### Stated task
In this exercise, print only the lines from the line with "Identify the wooden" to the last line of the data below, inclusive. Any pictures should be left out.

### Entries shown
※ ※ ※

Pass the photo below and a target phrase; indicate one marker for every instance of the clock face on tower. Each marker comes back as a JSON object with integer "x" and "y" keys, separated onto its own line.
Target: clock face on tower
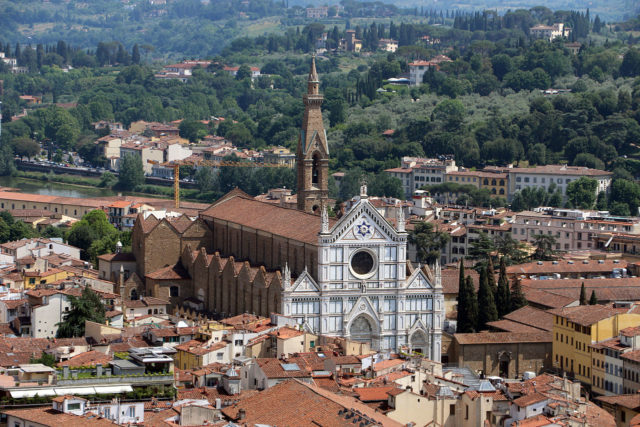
{"x": 363, "y": 230}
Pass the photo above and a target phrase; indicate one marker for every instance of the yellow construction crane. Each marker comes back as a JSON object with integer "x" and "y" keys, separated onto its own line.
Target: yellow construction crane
{"x": 207, "y": 163}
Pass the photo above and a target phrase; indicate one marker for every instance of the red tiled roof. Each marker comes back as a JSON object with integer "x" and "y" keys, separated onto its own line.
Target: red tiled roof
{"x": 373, "y": 394}
{"x": 386, "y": 364}
{"x": 502, "y": 337}
{"x": 293, "y": 403}
{"x": 587, "y": 315}
{"x": 631, "y": 401}
{"x": 89, "y": 358}
{"x": 272, "y": 368}
{"x": 170, "y": 272}
{"x": 511, "y": 326}
{"x": 289, "y": 223}
{"x": 530, "y": 399}
{"x": 533, "y": 317}
{"x": 49, "y": 417}
{"x": 631, "y": 331}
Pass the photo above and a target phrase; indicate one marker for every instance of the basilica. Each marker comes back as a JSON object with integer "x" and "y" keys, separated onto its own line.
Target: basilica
{"x": 347, "y": 277}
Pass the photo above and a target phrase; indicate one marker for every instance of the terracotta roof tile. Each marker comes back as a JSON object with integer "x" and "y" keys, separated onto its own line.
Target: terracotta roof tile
{"x": 291, "y": 223}
{"x": 502, "y": 337}
{"x": 530, "y": 399}
{"x": 50, "y": 417}
{"x": 631, "y": 401}
{"x": 373, "y": 394}
{"x": 587, "y": 315}
{"x": 89, "y": 358}
{"x": 170, "y": 272}
{"x": 531, "y": 316}
{"x": 293, "y": 403}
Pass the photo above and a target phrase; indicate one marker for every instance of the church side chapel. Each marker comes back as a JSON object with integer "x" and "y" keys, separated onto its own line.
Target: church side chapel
{"x": 348, "y": 277}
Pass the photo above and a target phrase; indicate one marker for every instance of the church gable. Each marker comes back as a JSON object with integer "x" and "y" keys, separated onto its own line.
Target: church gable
{"x": 418, "y": 280}
{"x": 363, "y": 223}
{"x": 305, "y": 284}
{"x": 362, "y": 306}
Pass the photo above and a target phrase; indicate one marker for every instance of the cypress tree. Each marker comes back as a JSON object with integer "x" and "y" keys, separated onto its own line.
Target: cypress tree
{"x": 518, "y": 299}
{"x": 470, "y": 311}
{"x": 503, "y": 296}
{"x": 462, "y": 298}
{"x": 583, "y": 295}
{"x": 487, "y": 311}
{"x": 491, "y": 278}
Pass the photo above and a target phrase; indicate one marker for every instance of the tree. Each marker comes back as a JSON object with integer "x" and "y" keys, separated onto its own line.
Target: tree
{"x": 630, "y": 66}
{"x": 131, "y": 174}
{"x": 581, "y": 193}
{"x": 491, "y": 278}
{"x": 7, "y": 164}
{"x": 486, "y": 301}
{"x": 467, "y": 303}
{"x": 205, "y": 179}
{"x": 545, "y": 247}
{"x": 482, "y": 248}
{"x": 135, "y": 54}
{"x": 25, "y": 147}
{"x": 46, "y": 359}
{"x": 94, "y": 235}
{"x": 108, "y": 180}
{"x": 518, "y": 300}
{"x": 510, "y": 249}
{"x": 86, "y": 307}
{"x": 244, "y": 71}
{"x": 503, "y": 295}
{"x": 428, "y": 242}
{"x": 193, "y": 130}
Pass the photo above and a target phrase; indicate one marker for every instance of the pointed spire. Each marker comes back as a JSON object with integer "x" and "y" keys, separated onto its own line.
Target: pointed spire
{"x": 363, "y": 189}
{"x": 313, "y": 74}
{"x": 401, "y": 221}
{"x": 325, "y": 219}
{"x": 286, "y": 281}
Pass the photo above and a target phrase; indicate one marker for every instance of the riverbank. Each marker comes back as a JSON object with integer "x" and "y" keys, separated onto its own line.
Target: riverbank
{"x": 85, "y": 187}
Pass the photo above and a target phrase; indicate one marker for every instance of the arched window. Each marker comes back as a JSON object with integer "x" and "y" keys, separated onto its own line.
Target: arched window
{"x": 315, "y": 170}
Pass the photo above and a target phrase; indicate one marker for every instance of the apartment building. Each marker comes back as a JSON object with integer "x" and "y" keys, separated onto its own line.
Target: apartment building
{"x": 576, "y": 329}
{"x": 495, "y": 182}
{"x": 560, "y": 175}
{"x": 573, "y": 229}
{"x": 608, "y": 362}
{"x": 549, "y": 32}
{"x": 416, "y": 172}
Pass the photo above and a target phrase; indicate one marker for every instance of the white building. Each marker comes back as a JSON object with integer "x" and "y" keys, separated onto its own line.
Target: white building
{"x": 573, "y": 229}
{"x": 36, "y": 248}
{"x": 365, "y": 292}
{"x": 416, "y": 172}
{"x": 48, "y": 307}
{"x": 549, "y": 32}
{"x": 560, "y": 175}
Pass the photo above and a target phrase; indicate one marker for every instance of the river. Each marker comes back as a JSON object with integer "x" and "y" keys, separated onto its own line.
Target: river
{"x": 53, "y": 188}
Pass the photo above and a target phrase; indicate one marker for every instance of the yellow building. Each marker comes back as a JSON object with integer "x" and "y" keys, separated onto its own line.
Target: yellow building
{"x": 33, "y": 278}
{"x": 575, "y": 329}
{"x": 496, "y": 183}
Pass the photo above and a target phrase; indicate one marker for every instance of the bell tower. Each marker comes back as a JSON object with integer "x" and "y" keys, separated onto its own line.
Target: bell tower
{"x": 312, "y": 156}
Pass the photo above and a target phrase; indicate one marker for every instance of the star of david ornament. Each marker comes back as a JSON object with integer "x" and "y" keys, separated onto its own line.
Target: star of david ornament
{"x": 363, "y": 230}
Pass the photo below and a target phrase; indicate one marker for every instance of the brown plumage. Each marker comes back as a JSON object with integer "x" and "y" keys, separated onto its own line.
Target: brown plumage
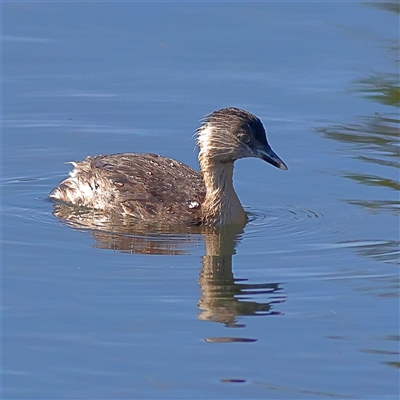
{"x": 153, "y": 188}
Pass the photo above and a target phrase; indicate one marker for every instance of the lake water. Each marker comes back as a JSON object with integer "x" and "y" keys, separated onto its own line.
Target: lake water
{"x": 301, "y": 304}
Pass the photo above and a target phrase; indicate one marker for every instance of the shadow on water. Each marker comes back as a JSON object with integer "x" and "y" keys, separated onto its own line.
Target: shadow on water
{"x": 224, "y": 298}
{"x": 376, "y": 139}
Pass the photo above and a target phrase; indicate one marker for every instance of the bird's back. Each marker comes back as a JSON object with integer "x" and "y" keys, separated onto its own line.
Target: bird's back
{"x": 144, "y": 186}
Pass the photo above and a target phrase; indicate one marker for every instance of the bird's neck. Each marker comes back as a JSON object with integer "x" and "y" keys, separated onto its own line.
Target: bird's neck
{"x": 221, "y": 205}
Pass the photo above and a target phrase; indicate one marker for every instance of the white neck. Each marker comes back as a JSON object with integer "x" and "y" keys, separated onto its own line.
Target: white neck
{"x": 222, "y": 205}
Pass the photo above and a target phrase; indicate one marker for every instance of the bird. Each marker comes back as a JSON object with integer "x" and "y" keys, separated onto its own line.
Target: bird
{"x": 156, "y": 189}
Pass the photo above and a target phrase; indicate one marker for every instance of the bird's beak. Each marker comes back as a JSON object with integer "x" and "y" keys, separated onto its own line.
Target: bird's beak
{"x": 268, "y": 155}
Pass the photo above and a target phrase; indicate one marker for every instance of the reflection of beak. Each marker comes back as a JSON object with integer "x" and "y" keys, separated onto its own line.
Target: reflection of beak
{"x": 268, "y": 155}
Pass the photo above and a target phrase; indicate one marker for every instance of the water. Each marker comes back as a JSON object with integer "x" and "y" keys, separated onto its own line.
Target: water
{"x": 303, "y": 303}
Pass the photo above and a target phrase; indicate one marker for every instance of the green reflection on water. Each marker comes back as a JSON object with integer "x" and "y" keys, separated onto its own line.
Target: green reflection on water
{"x": 375, "y": 139}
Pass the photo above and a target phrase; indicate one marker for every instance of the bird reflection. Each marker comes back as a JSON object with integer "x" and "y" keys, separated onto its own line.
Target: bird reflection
{"x": 224, "y": 298}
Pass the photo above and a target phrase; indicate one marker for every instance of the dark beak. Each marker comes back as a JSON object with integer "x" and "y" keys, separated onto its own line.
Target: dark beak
{"x": 268, "y": 155}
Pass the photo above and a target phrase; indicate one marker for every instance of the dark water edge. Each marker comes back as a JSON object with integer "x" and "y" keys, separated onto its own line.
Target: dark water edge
{"x": 301, "y": 303}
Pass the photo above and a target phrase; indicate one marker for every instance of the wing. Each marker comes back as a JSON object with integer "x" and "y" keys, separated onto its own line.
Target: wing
{"x": 150, "y": 187}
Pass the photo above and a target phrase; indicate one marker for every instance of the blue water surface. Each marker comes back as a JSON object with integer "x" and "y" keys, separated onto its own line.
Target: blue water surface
{"x": 304, "y": 303}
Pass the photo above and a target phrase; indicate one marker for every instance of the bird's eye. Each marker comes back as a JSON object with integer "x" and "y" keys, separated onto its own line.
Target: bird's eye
{"x": 245, "y": 138}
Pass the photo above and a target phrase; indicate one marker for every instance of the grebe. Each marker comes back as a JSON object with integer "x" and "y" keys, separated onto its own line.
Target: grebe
{"x": 157, "y": 189}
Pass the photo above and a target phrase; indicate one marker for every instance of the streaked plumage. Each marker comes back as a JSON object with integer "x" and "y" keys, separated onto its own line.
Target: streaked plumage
{"x": 159, "y": 189}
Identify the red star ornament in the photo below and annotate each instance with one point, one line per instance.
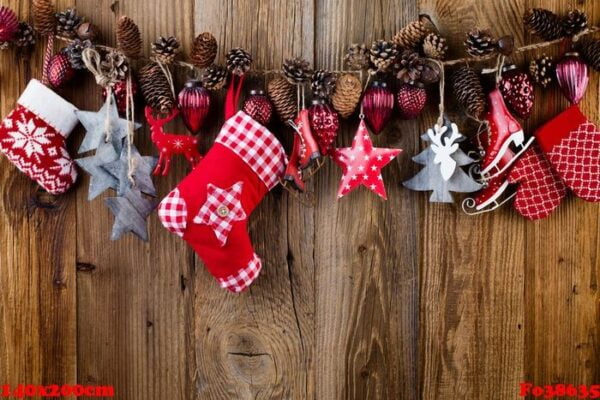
(362, 163)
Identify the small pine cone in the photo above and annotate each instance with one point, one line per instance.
(25, 35)
(575, 22)
(480, 43)
(129, 40)
(434, 46)
(283, 96)
(346, 95)
(43, 17)
(383, 54)
(67, 22)
(155, 88)
(469, 91)
(412, 35)
(204, 50)
(590, 52)
(542, 70)
(544, 23)
(323, 84)
(357, 57)
(238, 61)
(166, 49)
(215, 77)
(296, 70)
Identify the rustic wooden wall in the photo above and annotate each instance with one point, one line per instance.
(359, 299)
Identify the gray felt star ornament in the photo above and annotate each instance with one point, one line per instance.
(95, 124)
(131, 212)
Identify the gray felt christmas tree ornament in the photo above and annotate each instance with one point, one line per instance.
(442, 159)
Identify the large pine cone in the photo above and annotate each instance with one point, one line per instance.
(283, 96)
(155, 88)
(346, 95)
(544, 23)
(469, 91)
(204, 50)
(129, 40)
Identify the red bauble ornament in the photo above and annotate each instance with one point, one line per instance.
(60, 70)
(259, 107)
(378, 105)
(325, 124)
(573, 77)
(517, 89)
(194, 103)
(411, 100)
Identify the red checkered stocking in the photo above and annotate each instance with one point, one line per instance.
(209, 208)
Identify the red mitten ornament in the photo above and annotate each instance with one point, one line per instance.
(572, 145)
(540, 190)
(33, 137)
(210, 207)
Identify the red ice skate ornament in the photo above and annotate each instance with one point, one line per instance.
(169, 144)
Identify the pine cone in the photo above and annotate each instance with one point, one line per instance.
(323, 84)
(542, 70)
(575, 22)
(238, 61)
(296, 70)
(283, 96)
(590, 52)
(67, 22)
(25, 36)
(215, 77)
(166, 49)
(129, 40)
(469, 92)
(434, 46)
(412, 35)
(43, 17)
(480, 43)
(357, 57)
(346, 95)
(204, 50)
(155, 88)
(383, 54)
(75, 50)
(544, 23)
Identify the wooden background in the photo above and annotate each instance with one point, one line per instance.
(359, 299)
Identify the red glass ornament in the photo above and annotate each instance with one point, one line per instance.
(573, 77)
(411, 100)
(517, 89)
(259, 107)
(378, 105)
(194, 103)
(325, 125)
(60, 70)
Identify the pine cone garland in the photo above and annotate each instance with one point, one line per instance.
(204, 50)
(469, 91)
(323, 84)
(43, 17)
(542, 70)
(383, 54)
(544, 23)
(412, 35)
(283, 96)
(346, 95)
(166, 49)
(480, 43)
(67, 22)
(238, 61)
(129, 39)
(155, 88)
(296, 70)
(214, 78)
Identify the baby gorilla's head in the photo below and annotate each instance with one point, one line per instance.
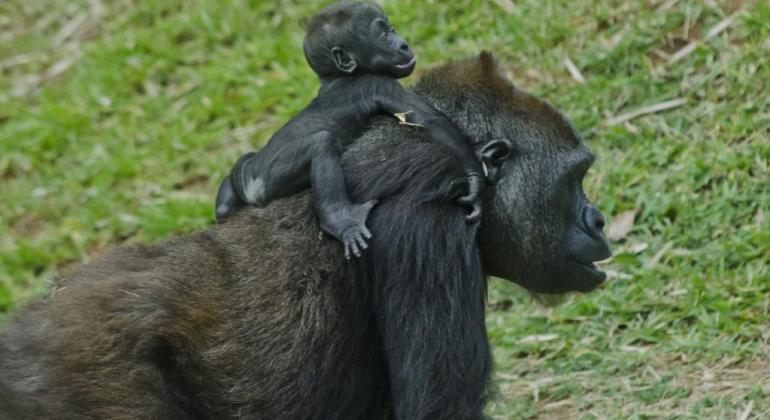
(356, 38)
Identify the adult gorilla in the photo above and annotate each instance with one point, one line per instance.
(258, 318)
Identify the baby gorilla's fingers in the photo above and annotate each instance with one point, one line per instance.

※ ※ ※

### Correct result
Identify the wooden background in the photo above and annotate each instance with one point, one line per instance.
(359, 299)
Identify the red glass ornament in the photo above and annotate each instance with one point, one line per instance.
(573, 77)
(411, 100)
(517, 89)
(259, 107)
(378, 105)
(194, 103)
(325, 125)
(60, 70)
Identify the pine cone garland in the photo above and annotate each instance with one point, one line per instance.
(204, 50)
(469, 91)
(323, 84)
(43, 17)
(542, 70)
(383, 54)
(544, 23)
(412, 35)
(283, 96)
(346, 95)
(166, 49)
(480, 43)
(67, 22)
(238, 61)
(129, 39)
(155, 88)
(296, 70)
(214, 78)
Identify the baby gorilla's head in the photo below and annotate each instance with one point, one line per instance.
(356, 38)
Identify the adult gorilla in the photo above and annotate each instance with one point, one line per instance.
(258, 318)
Identify the baby gorilla's fingers in the photo above and annotate each instance with one point, one line per instance.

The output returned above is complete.